CONSIGNE » Poursuivez le texte sur la polarisation du débat politique français à partir de sa dernière phrase.

═════ TEXTE À LIRE

La politique française et les rapports
qu’en font les médias sont actuellement nauséabonds, préjugés et arguments ad
hominem rendant impossible un véritable débat d’idées, une réelle critique des
points faibles des programmes. Qu’est-ce qui a changé, quelles sont les causes
de cette cristallisation des opinions qui paralyse le débat politique ?
La caricature des adversaires politiques,
une attaque contre la démocratie
Certains hommes politiques s’étonnent niaisement de la
percée de l’extrême-droite et n’y observent que la preuve du racisme ou de la
bêtise d’un tiers de la population, préférant se noyer dans la fange de leur
propre ignorance plutôt que d’affronter le bilan sévère de leur conduite :
ils ont une grande part de responsabilité dans cette polarisation du monde politique
français.
Certes, on ne peut leur reprocher de ne pas avoir suffisamment
critiqué l’extrême-droite : « Le vote FN chez les jeunes est une
déviance » (C. Taubira, 29 septembre 2016), « Le fascisme rampant de Mme
Le Pen » (V. Peillon, 3 janvier 2017). Pourtant, ce n’est pas avec des
jugements provocateurs mais avec des arguments raisonnables que la société
progresse vers un bien commun. Caricaturer une partie de la population s’avère
utile pour gagner à court terme une élection, mais cela contribue à polariser
radicalement la société, puisqu’une telle attitude rend impossible un dialogue
constructif -c’est une attitude anti-démocratique. En effet, la polarisation de
la société entraîne ce que Tocqueville nommait « la tyrannie de la
majorité » (De la démocratie en
Amérique), c’est-à-dire que s’il n’y a plus de coopération dans le domaine
politique, le groupe majoritaire possède un pouvoir démesuré sur le reste des
citoyens -il peut ainsi rendre leur opinion illégale, par exemple.
En outre, les jugements pétris de bêtises et de préjugés
ne sont pas formulés uniquement contre des partis, mais aussi contre des
catégories de citoyens en raison de leur avis sur une question sociale ou bien
de leurs conditions de vie. Laurent Wauquiez (LR), dans ses très nombreuses
déclarations sur ceux qu’ils nomment les « assistés » - le 8 mai 2011,
sur BFM-TV, il dénonce « l’assistanat » comme « le cancer
de la société française » - participe à la marginalisation des personnes
sans emploi, alors même que le RSA ne représente que 2,5% du budget française
en 2016 et que parmi ses bénéficiaires, une minorité extrêmement faible profite
réellement du système.

══════════
═════ LISTE DES ENTRÉES

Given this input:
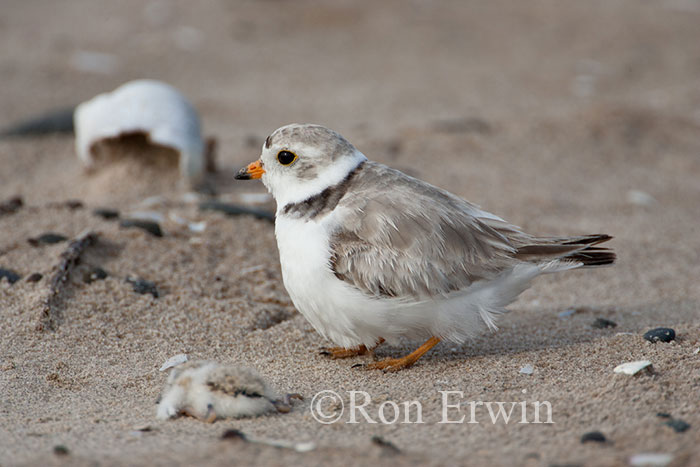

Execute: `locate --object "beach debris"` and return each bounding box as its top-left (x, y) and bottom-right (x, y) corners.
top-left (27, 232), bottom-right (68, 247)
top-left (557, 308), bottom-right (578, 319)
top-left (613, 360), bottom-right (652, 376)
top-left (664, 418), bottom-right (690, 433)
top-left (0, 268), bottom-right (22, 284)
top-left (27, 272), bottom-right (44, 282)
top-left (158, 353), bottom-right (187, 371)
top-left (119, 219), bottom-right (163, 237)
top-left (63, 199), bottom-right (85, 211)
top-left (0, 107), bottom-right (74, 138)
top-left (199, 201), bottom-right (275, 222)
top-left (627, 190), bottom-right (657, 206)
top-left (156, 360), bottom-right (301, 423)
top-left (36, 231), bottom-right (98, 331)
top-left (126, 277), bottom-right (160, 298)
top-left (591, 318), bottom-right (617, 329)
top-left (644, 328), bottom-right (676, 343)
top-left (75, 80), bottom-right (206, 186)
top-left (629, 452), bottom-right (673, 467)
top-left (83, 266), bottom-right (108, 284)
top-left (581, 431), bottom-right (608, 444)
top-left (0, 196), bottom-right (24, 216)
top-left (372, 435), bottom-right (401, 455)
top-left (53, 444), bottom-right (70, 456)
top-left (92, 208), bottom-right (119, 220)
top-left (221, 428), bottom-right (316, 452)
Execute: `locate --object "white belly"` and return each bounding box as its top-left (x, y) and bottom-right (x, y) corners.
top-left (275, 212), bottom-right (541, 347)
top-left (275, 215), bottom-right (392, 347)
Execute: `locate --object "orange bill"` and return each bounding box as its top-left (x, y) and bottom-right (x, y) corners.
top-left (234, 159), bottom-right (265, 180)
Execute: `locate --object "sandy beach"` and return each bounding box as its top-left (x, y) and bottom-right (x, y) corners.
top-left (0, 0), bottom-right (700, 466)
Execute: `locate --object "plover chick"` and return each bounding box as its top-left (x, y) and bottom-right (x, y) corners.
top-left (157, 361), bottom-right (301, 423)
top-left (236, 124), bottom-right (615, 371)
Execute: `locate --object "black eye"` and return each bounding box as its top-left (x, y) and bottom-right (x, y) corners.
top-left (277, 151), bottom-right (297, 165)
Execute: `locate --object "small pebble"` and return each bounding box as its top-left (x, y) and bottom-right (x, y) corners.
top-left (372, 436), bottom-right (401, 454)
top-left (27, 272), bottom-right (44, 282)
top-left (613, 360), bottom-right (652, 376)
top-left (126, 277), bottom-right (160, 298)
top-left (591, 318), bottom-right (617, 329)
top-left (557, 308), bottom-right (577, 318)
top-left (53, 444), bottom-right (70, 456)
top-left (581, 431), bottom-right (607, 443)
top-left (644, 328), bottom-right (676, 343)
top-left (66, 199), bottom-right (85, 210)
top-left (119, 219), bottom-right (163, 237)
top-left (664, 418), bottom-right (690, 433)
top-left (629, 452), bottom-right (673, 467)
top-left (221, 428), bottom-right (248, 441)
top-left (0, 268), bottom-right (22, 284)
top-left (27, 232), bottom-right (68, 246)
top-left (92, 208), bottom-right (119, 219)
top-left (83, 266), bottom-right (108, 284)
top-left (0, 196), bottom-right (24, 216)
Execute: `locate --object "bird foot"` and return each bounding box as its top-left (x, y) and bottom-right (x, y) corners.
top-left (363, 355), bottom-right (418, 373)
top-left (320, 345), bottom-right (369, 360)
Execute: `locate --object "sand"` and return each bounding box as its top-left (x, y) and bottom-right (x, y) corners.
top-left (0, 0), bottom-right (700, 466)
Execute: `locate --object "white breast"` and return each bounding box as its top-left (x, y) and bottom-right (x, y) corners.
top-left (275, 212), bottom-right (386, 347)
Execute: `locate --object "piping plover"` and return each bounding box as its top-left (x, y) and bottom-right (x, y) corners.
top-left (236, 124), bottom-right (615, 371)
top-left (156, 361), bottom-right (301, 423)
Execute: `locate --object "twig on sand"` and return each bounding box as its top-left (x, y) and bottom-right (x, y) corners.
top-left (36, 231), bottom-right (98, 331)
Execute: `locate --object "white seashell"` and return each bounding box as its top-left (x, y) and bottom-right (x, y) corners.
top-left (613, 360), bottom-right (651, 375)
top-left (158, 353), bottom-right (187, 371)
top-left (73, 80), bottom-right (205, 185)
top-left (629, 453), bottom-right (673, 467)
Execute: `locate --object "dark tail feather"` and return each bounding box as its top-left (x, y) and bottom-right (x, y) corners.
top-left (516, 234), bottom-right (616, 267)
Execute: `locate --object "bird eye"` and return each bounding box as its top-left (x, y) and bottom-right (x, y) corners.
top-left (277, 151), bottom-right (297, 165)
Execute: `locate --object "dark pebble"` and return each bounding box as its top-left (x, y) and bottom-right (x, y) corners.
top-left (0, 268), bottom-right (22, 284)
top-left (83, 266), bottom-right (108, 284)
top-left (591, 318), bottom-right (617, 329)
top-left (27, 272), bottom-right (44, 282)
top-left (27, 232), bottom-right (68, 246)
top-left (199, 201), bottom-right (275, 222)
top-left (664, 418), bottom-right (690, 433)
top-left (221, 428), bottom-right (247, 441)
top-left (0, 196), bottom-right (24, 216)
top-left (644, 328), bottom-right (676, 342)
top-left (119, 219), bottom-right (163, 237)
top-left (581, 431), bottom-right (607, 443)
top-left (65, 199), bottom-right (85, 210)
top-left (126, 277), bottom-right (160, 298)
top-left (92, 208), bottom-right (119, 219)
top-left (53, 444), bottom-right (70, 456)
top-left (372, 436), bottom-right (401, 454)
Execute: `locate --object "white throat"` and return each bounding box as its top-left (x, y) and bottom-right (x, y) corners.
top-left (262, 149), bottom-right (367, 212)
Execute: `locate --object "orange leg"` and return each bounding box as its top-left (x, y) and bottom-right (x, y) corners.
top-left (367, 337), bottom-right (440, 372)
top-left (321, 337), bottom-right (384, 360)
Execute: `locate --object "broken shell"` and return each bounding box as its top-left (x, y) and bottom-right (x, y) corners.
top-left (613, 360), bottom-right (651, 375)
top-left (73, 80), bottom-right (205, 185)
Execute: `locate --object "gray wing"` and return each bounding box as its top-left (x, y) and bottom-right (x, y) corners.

══════════

VOTRE RÉPONSE »
L'écoute et le respect, conditions nécessaires au débat public
Quand Jacques Chirac dénonce en l’UDF le « parti de
l’étranger » lors de l’appel de Cochin du 6 décembre 1978, il dresse bien
une caricature d’un parti pourtant proche de ses propres convictions. Ce n'est donc pas un phénomène nouveau Néanmoins,
l’irrespect envers les adversaires politiques est en hausse depuis quelques
années, et ce bien souvent à des fins électorales. Les années 1930
constituaient aussi une époque où le climat politique était détestable -le
Maréchal Pétain déclarant que « l’esprit de jouissance l’a emporté sur l’esprit
de sacrifice » à cause du Front Populaire, le 20 juin 1940 – et il ne faut
pas refaire les mêmes erreurs.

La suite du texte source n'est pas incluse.